» STATED GOAL
Without altering anything, output the material below.

>> START RECORDS FOR THE EXERCISE

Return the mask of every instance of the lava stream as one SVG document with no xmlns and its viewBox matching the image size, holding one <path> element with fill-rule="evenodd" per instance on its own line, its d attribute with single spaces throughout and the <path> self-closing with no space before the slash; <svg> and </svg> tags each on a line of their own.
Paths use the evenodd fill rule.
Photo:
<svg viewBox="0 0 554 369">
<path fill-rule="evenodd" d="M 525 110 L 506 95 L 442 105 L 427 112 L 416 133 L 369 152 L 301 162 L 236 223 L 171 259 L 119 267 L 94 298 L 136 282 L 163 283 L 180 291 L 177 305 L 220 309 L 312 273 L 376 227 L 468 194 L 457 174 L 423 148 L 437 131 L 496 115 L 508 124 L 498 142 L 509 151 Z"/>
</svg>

>> END RECORDS FOR THE EXERCISE

» EXPECTED ANSWER
Return the mask of every instance of the lava stream as one SVG document with no xmlns and its viewBox matching the image size, holding one <path> element with fill-rule="evenodd" per instance on its own line, its d attribute with single spaces throughout and the <path> self-closing with no space before the slash; <svg> and </svg> tags each on a line of their own.
Paths use the evenodd fill rule.
Photo:
<svg viewBox="0 0 554 369">
<path fill-rule="evenodd" d="M 525 110 L 506 95 L 442 105 L 427 112 L 416 133 L 369 152 L 301 162 L 236 223 L 171 259 L 119 267 L 94 298 L 136 282 L 163 283 L 180 291 L 177 305 L 220 309 L 312 273 L 376 227 L 468 194 L 457 174 L 423 148 L 437 131 L 496 115 L 508 124 L 498 142 L 509 151 Z"/>
</svg>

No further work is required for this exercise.